▶ **Passage for review**

■ ■ ■ ■ ■

AMERICAN IMPERIAL PICTURES

★★★★★

“Isle of Dogs,” Wes Anderson’s ninth feature film and second movie using stop-motion animation, is just as charming and visually stunning as the rest of his critically acclaimed body of work. The concept, characteristically quirky, spotlights a pack of sick dogs abandoned on Trash Island, located on the outskirts of the fictional Japanese city Megasaki. In line with Anderson’s eccentric style, “Isle of Dogs” is heartfelt, emotional and, at times, hilarious.

The film kicks off with a scene-setting prologue from “before the age of obedience” and jumps to “the Japanese archipelago, 20 years in the future.” Mayor Kobayashi, voiced by Kunichi Nomura, the film’s dog-hating antagonist, orders all dogs to Trash Island in response to recent outbreaks of snout fever and canine flu.

To commence the new ruling, Kobayashi sends Spots, the beloved house pet, to Trash Island. Devastated, Kobayashi’s nephew Atari, voiced by Koyu Rankin, goes in search of Spots. Along his journey, he is aided by a pack of dogs including Duke, voiced by Jeff Goldblum; King, voiced by Bob Balaban; and Boss, voiced by Bill Murray.

■ ■ ■ ■ ■

▶ **The data**
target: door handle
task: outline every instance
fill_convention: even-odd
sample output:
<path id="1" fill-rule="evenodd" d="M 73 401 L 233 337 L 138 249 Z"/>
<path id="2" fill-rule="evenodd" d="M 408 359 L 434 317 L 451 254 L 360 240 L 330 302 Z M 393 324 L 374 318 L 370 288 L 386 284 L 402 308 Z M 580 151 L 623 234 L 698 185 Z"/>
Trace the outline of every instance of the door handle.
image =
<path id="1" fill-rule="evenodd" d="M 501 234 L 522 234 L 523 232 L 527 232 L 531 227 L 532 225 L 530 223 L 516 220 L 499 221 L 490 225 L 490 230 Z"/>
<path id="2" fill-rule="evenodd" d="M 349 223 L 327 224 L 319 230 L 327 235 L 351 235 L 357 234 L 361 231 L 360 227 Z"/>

■ ■ ■ ■ ■

▶ **Activity list**
1 – Rewrite the film review starting with "AMERICAN IMPERIAL PICTURES" and going on through "at times, hilarious.", replacing "Trash Island" with "Garbage Island".
2 – List every actor the film review names as voicing a character in the film.

▶ **Expected responses**
1 –
AMERICAN IMPERIAL PICTURES

★★★★★

“Isle of Dogs,” Wes Anderson’s ninth feature film and second movie using stop-motion animation, is just as charming and visually stunning as the rest of his critically acclaimed body of work. The concept, characteristically quirky, spotlights a pack of sick dogs abandoned on Garbage Island, located on the outskirts of the fictional Japanese city Megasaki. In line with Anderson’s eccentric style, “Isle of Dogs” is heartfelt, emotional and, at times, hilarious.

2 –
Kunichi Nomura
Koyu Rankin
Jeff Goldblum
Bob Balaban
Bill Murray